**Instruction 1**
Answer these questions using the market analysis note.
(a) On what date did breadth peak?
(b) Which index levels, if broken today, would go a long way toward confirming the next move down?
(c) What was the only technical indicator that confirmed the new price highs?
**Instruction 2**
Reproduce the market analysis note starting with "Note: the following" and going on through "in any way.", renaming "education" as "instruction".

**Document section**
* Begin *
Note: the following analysis is formulated as an assimilation of Fibonacci, DeMark, Elliott Wave and other technical indicators. It is offered as education and not intended as advice in any way.


Once again, there is very little to add to our previous notes: we have been looking for (1) a completed Elliott wave bounce from the 8/13 lows and (2) several of the topping indicators we also use to accompany that completed count. Friday's note suggested that the bounce from 8/13 was >95% complete. It is entirely possible that Friday's peak in all three indices makes it 100%.

Today's action should help us determine that. It is possible that the small selloff late Friday afternoon was the start of the next move down in the markets. A move below INDU 10173, SPX 1102, and NDX 1380 today would go a long way toward confirming that, and almost certainly a move below the 8/24 lows would do so. So today's session will tell us much: a strong case can be made that the bounce we were looking for all last week has completed at Friday's peaks. A break of the above levels would strongly suggest as much. Less probable is the case that prices move decidedly up from here, given all the divergences and the Demark trend exhaustion indicators we highlight below.

Our cited divergences remain: hourly momentum is now clearly diverging; breadth peaked on 8/18; ticks peaked on 8/20; daily Demark trend exhaustion signals have registered for all three indices; and hourly Demark trend exhaustion signals ("13's") have registered for all three as well. The only confirming technical indicator of the new price highs was volatility, the VXO. Otherwise, all the other topping indicators we look for to join a completed wave count are present.
* End *
Object location annotation records
* Begin *
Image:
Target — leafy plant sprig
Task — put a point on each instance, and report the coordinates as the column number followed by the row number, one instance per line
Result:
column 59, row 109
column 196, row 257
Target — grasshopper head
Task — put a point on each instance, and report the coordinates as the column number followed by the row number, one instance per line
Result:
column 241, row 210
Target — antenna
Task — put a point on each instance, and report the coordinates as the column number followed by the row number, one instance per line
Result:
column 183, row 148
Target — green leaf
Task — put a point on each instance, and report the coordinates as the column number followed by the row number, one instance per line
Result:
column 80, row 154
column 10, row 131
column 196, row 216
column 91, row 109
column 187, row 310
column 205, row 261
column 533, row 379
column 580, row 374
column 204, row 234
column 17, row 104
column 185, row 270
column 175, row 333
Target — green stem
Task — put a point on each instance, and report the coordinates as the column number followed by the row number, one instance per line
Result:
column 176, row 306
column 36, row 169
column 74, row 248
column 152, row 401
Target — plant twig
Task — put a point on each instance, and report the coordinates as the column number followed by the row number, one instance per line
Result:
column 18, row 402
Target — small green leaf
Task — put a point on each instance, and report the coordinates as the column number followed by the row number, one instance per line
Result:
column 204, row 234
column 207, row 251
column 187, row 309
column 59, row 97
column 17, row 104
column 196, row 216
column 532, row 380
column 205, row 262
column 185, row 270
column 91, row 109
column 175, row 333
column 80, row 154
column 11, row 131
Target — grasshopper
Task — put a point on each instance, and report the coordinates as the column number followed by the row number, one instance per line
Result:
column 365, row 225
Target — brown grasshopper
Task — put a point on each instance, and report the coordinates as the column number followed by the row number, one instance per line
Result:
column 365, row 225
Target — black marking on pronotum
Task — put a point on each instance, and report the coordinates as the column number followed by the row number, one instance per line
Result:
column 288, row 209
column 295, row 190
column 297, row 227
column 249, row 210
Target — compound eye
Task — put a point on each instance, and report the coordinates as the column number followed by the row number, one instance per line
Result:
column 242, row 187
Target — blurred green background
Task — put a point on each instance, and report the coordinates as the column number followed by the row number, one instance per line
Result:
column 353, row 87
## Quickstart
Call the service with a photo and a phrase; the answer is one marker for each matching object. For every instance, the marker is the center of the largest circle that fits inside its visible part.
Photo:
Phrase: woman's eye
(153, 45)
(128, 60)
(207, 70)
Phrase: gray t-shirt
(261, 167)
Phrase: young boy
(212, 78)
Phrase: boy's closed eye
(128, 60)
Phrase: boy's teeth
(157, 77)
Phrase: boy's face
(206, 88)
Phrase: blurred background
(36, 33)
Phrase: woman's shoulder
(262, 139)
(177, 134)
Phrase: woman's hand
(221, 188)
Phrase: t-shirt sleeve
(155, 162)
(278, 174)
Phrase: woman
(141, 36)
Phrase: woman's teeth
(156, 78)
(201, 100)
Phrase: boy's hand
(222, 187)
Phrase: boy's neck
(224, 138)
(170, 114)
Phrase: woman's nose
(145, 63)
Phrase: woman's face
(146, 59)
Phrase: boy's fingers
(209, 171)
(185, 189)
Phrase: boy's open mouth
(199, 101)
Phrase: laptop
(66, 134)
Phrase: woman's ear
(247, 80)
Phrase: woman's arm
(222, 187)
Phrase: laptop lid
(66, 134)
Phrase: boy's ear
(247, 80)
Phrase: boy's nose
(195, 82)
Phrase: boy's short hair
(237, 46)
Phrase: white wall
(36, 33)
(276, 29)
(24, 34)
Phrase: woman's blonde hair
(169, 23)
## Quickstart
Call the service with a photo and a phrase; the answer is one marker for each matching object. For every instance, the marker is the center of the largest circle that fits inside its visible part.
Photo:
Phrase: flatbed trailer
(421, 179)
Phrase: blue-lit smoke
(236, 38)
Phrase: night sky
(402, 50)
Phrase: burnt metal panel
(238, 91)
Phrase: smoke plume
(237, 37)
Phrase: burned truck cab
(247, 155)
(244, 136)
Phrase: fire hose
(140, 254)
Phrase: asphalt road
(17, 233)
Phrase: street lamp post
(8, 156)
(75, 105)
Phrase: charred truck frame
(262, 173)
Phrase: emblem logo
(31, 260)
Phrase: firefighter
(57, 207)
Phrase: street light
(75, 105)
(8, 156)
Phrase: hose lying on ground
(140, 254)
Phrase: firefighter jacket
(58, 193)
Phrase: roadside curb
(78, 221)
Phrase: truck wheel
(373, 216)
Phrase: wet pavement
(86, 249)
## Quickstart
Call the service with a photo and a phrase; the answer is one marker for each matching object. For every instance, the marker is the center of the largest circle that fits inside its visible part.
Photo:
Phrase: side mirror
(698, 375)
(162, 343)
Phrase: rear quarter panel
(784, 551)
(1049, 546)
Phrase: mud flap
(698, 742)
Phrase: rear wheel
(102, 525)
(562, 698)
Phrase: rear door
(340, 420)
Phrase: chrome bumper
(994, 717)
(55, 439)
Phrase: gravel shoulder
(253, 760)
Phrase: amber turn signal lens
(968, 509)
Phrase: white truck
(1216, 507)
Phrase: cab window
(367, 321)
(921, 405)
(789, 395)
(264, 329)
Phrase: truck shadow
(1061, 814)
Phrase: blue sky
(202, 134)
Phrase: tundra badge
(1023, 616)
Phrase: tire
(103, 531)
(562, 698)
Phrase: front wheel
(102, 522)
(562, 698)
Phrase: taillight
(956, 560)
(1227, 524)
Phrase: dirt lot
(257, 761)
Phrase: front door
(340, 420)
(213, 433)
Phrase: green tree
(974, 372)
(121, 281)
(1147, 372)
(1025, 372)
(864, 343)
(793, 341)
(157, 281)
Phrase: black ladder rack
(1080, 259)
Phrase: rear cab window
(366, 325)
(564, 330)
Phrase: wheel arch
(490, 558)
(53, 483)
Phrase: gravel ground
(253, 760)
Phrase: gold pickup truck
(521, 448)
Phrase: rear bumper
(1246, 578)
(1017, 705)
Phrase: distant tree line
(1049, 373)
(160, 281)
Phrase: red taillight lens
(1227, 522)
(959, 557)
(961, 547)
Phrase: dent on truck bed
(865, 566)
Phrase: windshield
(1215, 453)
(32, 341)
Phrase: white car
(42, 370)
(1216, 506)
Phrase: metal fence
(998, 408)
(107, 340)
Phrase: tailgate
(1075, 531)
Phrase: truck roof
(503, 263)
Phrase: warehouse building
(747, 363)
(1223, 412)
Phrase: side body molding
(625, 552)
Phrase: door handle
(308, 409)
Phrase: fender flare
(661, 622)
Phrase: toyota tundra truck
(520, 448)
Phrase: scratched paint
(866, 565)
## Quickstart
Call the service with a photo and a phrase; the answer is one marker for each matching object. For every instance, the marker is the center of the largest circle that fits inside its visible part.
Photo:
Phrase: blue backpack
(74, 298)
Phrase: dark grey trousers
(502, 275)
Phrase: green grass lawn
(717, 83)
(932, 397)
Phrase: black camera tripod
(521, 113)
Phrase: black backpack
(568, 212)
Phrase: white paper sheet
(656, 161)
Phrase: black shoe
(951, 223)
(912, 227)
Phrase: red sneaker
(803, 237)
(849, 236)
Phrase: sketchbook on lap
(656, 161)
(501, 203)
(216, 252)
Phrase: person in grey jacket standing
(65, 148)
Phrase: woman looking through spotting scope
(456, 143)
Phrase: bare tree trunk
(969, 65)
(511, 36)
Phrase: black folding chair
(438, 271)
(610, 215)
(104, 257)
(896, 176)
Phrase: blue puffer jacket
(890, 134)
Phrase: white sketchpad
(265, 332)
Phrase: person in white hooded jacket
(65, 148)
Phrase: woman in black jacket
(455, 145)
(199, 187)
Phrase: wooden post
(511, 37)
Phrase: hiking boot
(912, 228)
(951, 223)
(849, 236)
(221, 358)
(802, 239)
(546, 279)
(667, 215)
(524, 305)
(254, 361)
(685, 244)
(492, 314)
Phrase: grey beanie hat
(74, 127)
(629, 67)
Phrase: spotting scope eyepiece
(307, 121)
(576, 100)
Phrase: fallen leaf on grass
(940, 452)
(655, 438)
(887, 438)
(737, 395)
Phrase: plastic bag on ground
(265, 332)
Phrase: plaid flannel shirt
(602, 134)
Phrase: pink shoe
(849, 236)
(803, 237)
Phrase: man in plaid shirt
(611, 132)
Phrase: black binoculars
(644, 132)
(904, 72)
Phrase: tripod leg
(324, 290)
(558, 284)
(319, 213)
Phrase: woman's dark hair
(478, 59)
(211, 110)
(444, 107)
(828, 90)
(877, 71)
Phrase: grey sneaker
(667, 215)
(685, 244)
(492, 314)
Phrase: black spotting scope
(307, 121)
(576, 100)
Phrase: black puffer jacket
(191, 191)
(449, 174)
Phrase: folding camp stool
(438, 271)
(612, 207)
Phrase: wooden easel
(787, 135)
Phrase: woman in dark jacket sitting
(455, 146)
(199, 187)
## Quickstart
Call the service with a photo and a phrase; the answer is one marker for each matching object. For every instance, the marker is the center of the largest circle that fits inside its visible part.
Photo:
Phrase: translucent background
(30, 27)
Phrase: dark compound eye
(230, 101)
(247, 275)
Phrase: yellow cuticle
* End *
**Written solution 1**
(a) 8/18
(b) INDU 10173, SPX 1102, and NDX 1380
(c) Volatility, the VXO

**Written solution 2**
Note: the following analysis is formulated as an assimilation of Fibonacci, DeMark, Elliott Wave and other technical indicators. It is offered as instruction and not intended as advice in any way.